What to do — Among the entries below, find the lines holding "every" and copy them.

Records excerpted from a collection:
========================

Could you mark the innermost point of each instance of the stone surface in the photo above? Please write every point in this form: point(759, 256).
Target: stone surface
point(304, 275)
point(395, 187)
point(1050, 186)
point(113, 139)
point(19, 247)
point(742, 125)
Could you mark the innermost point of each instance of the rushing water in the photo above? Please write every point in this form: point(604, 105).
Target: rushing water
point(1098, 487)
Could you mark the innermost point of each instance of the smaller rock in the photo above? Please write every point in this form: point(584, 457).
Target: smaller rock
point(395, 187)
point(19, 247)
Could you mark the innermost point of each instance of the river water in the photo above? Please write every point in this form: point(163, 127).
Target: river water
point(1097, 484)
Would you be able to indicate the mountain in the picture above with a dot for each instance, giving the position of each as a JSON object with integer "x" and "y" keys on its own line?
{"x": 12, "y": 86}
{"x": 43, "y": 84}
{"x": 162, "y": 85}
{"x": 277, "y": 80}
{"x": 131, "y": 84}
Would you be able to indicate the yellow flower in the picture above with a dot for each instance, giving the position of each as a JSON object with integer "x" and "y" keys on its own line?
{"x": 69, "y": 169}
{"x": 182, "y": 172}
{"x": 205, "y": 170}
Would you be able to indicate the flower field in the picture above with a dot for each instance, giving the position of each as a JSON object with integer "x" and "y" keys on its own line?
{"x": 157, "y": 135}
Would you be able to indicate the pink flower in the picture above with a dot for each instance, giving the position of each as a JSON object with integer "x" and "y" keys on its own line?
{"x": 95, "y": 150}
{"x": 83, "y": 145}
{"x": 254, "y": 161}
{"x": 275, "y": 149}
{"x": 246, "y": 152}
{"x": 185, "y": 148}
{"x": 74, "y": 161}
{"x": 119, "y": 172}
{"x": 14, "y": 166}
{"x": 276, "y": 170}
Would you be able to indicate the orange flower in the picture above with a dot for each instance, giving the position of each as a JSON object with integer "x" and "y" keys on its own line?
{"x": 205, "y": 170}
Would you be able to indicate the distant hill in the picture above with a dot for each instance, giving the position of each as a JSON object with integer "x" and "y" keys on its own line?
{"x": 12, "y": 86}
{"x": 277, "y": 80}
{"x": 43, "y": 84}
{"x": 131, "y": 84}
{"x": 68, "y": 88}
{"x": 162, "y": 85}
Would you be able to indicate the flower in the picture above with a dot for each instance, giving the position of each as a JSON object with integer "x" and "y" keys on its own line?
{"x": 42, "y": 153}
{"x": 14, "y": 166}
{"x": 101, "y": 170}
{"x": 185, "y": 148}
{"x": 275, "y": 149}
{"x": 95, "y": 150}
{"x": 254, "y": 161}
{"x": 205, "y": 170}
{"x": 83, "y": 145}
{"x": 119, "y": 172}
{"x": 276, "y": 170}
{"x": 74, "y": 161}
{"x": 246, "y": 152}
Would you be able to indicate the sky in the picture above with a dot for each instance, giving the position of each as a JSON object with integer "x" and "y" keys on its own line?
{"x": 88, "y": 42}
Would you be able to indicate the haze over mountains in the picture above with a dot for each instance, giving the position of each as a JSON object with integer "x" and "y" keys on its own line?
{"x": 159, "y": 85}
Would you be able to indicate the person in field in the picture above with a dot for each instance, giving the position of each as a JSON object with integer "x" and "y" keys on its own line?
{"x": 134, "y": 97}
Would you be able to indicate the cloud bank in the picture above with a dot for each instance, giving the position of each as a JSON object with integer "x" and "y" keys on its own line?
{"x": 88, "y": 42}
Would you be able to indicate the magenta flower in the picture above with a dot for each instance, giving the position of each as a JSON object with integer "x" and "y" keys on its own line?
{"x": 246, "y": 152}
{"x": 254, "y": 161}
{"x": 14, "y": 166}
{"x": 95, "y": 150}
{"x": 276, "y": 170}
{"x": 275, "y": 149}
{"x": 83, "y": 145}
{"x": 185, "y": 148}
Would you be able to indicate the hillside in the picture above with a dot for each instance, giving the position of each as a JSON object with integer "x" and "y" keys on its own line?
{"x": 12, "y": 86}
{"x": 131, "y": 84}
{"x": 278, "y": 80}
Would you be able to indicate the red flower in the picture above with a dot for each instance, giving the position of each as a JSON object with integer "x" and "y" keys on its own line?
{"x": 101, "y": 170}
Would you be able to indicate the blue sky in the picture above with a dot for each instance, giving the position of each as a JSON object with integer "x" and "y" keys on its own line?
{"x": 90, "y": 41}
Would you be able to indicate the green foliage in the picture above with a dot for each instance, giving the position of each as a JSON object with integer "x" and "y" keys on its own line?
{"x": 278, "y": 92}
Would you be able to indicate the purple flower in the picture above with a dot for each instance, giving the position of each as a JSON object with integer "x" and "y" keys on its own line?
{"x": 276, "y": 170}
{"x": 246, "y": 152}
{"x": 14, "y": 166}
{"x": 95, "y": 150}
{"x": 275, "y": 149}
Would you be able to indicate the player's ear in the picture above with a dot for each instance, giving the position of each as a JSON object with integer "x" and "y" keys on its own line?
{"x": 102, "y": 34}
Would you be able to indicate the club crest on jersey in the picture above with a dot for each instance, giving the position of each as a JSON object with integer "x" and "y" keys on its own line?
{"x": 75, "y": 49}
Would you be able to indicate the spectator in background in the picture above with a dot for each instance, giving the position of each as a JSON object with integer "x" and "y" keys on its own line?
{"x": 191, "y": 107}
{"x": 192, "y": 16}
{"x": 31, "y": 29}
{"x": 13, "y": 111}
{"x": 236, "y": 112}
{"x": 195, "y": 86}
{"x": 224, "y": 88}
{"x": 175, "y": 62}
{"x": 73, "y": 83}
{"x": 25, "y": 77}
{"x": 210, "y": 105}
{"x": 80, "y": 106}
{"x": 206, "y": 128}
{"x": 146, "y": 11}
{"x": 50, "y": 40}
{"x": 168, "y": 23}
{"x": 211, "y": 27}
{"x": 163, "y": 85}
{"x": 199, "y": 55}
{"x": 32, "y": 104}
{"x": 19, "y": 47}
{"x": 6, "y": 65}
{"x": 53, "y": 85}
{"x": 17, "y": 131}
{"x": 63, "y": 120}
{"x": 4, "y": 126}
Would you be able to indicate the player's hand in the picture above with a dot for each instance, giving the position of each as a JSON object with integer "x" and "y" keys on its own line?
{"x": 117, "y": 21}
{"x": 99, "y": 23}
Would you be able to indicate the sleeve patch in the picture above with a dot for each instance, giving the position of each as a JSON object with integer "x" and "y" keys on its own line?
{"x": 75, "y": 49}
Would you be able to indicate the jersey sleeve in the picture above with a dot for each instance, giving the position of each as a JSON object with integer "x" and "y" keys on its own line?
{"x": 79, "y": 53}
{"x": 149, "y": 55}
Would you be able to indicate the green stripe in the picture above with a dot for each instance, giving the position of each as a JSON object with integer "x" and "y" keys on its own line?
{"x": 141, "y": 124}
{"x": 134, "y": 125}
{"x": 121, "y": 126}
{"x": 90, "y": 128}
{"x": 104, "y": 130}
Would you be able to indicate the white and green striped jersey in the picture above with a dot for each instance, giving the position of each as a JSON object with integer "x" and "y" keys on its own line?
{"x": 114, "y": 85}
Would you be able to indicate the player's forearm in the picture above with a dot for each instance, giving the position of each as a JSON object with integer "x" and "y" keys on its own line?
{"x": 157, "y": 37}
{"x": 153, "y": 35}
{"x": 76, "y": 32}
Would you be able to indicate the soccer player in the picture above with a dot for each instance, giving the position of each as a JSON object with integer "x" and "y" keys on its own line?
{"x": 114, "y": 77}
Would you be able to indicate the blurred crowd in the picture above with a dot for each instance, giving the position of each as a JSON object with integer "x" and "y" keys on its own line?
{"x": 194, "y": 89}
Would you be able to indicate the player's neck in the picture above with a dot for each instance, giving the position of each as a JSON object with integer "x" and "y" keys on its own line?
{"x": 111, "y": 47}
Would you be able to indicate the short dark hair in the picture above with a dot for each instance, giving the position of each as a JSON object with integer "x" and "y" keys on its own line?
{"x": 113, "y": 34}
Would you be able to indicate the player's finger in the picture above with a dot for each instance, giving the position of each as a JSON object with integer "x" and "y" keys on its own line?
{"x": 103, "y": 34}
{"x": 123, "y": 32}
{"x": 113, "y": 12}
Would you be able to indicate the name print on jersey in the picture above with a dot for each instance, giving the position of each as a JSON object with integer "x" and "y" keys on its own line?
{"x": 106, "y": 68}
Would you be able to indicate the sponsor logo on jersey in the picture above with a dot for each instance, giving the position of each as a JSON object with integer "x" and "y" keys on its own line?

========================

Result of the exercise —
Could you mark the innermost point of each instance of the stone surface in the photo above? Please write every point in this form: point(759, 256).
Could you mark the innermost point of each instance of the rushing water in the photo above? Please write every point in this form: point(604, 105).
Could you mark the innermost point of each instance of the smaller rock in the photo above? Please write every point in this form: point(584, 457).
Could you mark the innermost point of each instance of the river water in the photo above? Please write every point in this form: point(163, 127).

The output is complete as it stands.